_About this exercise_
Give back exactly the lines of the data below, starting with the line that has "Task: deliver, for" and going on through the line that has "box: [317, 364, 373, 446]".

_Data shown_
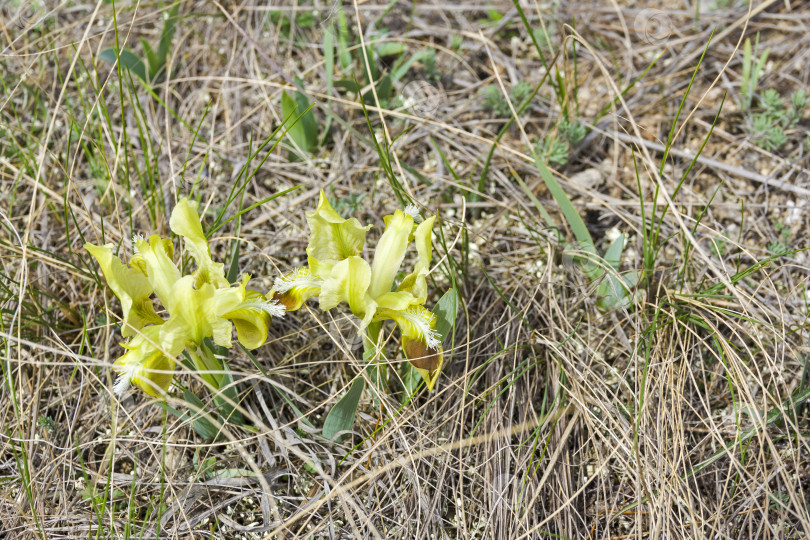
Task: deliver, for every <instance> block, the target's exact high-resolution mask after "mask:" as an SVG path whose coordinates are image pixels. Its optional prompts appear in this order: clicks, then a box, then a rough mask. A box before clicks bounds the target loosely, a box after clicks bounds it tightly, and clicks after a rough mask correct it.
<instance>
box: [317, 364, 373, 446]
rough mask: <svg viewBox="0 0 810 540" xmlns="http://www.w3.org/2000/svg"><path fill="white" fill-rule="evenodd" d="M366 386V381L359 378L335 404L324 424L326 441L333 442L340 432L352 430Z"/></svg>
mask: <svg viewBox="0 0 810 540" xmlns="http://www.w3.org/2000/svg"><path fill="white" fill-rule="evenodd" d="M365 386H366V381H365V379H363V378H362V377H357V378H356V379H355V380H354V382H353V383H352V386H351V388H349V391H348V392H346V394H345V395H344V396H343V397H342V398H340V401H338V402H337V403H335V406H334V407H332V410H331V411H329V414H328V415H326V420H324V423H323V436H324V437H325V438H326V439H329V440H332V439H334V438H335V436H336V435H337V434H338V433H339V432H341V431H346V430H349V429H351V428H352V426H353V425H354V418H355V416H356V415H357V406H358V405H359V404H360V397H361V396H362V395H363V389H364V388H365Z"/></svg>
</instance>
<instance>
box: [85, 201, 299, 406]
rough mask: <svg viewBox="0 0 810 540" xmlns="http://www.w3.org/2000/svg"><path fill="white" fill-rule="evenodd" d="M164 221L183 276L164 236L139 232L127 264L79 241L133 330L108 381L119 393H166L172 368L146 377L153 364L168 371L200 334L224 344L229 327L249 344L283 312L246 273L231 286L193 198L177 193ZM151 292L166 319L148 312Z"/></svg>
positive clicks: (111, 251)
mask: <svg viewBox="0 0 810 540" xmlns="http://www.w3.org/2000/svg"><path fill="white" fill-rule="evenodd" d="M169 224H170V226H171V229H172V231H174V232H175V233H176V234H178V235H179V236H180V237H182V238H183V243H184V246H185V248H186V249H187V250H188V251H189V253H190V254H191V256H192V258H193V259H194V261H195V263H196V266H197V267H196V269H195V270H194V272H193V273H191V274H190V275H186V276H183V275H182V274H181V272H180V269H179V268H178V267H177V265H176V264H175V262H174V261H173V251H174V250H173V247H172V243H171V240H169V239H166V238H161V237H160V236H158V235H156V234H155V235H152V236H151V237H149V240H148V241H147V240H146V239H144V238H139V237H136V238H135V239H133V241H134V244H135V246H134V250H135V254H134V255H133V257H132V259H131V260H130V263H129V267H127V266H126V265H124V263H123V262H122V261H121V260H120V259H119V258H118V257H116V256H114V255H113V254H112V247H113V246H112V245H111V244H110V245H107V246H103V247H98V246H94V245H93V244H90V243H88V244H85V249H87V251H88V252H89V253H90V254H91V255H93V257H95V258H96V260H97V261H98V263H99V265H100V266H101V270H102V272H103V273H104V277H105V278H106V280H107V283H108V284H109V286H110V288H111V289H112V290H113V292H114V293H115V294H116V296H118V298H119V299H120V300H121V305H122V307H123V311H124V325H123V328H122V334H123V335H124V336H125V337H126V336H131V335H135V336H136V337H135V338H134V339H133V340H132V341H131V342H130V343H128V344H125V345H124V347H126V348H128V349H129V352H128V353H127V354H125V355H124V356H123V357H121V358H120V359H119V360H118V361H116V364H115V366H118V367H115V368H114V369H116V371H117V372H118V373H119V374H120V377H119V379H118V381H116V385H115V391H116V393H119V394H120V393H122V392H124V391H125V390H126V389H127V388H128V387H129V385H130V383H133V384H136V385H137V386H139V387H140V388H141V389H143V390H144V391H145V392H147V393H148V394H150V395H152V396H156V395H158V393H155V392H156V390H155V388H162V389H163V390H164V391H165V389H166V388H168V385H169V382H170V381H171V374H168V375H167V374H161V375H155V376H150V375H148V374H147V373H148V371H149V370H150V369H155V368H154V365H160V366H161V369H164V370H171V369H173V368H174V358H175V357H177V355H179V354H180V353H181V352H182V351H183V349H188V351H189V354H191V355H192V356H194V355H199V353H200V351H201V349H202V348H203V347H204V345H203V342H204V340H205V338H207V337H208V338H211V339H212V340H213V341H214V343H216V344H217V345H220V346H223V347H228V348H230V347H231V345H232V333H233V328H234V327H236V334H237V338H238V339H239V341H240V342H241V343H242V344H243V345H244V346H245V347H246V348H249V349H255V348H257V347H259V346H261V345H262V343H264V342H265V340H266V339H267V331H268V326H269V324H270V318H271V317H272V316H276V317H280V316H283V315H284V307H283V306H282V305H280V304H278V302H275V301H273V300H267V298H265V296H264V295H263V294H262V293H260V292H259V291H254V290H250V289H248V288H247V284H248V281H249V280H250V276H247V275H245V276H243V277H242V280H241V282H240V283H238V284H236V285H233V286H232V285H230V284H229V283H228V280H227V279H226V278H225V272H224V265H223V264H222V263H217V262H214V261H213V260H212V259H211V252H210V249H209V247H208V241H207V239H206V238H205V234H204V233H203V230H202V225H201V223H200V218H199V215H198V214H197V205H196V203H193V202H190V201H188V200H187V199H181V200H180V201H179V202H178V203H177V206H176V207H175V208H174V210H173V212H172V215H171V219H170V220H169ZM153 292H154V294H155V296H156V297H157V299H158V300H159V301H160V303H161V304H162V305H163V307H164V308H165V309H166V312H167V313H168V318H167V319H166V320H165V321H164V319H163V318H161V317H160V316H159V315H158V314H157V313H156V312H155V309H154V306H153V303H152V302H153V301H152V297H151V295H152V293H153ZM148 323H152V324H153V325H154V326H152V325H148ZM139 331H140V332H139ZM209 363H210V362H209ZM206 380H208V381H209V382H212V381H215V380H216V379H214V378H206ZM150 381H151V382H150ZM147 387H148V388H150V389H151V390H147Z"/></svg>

---

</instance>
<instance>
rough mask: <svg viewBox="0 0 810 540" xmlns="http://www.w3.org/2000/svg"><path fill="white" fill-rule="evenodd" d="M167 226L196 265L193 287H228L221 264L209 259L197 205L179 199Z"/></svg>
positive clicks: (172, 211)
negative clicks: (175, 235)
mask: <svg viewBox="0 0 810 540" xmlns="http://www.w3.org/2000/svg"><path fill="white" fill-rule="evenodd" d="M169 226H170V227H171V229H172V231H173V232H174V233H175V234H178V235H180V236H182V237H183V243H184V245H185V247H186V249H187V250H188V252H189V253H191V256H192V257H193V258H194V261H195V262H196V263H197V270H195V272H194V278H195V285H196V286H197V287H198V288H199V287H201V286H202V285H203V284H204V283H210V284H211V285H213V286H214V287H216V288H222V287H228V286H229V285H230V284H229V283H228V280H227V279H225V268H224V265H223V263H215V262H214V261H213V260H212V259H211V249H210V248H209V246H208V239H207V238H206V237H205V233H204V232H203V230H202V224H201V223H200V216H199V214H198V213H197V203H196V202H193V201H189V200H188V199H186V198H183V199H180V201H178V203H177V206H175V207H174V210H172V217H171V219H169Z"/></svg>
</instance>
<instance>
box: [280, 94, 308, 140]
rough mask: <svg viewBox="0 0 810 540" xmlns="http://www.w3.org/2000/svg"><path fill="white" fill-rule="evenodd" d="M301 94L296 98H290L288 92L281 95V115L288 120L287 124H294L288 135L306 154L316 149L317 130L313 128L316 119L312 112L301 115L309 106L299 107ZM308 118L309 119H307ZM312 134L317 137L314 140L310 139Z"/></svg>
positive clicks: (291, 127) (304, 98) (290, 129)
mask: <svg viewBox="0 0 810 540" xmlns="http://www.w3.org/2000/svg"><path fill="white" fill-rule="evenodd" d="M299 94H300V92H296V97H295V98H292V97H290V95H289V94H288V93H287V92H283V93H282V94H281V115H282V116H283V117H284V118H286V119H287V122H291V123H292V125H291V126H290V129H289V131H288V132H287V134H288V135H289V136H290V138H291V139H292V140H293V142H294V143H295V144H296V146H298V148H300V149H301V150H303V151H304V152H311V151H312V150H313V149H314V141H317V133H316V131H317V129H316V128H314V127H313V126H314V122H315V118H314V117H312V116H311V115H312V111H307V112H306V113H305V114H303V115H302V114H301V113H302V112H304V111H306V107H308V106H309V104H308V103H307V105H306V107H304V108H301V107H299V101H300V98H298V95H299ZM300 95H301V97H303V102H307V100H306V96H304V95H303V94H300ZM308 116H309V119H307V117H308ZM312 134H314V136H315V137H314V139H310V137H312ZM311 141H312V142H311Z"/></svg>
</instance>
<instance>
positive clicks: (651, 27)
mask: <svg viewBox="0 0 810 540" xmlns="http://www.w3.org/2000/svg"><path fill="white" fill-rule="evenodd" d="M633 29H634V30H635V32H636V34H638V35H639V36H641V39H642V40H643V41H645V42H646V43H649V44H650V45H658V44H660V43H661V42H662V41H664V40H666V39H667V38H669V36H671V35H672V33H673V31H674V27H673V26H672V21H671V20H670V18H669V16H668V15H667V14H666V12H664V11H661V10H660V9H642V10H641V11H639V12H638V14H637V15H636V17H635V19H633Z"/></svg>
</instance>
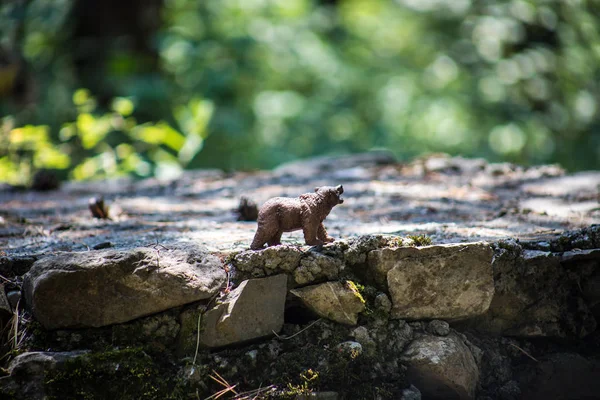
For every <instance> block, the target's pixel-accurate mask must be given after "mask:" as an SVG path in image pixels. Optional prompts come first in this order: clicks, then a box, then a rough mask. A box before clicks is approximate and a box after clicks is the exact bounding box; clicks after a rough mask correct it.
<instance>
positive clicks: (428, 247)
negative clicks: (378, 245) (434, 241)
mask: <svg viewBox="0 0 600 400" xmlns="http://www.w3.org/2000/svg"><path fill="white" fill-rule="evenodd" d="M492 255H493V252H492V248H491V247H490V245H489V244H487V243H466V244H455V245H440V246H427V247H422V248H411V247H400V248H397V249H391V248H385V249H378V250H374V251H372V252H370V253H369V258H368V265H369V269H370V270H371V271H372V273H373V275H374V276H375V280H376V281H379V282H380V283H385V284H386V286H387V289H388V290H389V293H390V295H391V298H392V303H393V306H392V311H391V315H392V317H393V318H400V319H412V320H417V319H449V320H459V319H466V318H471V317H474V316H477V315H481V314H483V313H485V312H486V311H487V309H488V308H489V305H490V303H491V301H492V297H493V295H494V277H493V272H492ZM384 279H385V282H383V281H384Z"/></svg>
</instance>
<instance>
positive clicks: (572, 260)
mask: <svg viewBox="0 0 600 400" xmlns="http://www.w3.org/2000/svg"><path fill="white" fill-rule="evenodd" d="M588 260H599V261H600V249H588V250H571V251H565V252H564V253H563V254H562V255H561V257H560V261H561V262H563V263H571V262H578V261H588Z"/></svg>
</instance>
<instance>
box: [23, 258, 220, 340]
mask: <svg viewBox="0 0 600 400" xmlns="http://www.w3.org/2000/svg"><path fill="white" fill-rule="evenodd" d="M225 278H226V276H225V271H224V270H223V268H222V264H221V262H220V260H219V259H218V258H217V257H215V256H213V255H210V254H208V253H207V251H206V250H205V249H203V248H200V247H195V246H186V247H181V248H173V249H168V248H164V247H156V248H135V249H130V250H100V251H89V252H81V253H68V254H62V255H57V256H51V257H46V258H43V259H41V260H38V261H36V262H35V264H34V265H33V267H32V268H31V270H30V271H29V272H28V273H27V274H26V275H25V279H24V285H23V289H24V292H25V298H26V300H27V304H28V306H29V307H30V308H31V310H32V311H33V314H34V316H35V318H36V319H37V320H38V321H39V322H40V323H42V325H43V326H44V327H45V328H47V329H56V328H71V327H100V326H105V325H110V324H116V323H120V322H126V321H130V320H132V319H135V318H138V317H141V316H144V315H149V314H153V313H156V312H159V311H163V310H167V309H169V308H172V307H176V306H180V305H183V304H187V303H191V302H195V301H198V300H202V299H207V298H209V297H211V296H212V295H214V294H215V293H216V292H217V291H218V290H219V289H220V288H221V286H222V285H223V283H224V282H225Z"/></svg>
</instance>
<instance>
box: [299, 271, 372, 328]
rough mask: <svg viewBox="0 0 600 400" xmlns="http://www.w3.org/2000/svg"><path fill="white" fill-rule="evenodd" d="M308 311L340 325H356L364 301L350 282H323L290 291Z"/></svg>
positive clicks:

* * *

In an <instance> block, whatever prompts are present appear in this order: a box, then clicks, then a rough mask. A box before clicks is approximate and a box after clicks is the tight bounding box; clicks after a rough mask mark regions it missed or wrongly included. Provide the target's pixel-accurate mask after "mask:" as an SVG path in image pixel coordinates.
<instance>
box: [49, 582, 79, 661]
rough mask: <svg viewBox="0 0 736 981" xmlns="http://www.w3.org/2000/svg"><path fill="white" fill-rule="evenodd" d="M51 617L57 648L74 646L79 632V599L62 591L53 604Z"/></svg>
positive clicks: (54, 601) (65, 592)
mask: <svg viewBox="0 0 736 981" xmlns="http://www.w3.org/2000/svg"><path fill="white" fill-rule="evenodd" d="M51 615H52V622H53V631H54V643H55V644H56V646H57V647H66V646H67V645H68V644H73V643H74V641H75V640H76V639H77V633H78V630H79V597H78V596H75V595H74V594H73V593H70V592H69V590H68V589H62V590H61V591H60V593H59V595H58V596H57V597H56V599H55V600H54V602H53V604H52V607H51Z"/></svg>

_Finished exercise_
Task: deliver, for every <instance> block, the target's exact high-resolution mask after "mask:" as an SVG path whose coordinates are image pixels. Its optional prompts appear in this order: clicks, then a box, then a rough mask. A box before clicks bounds the target loosely, a box after clicks bounds it tightly, and clicks after a rough mask correct it.
<instance>
box: [317, 364, 373, 446]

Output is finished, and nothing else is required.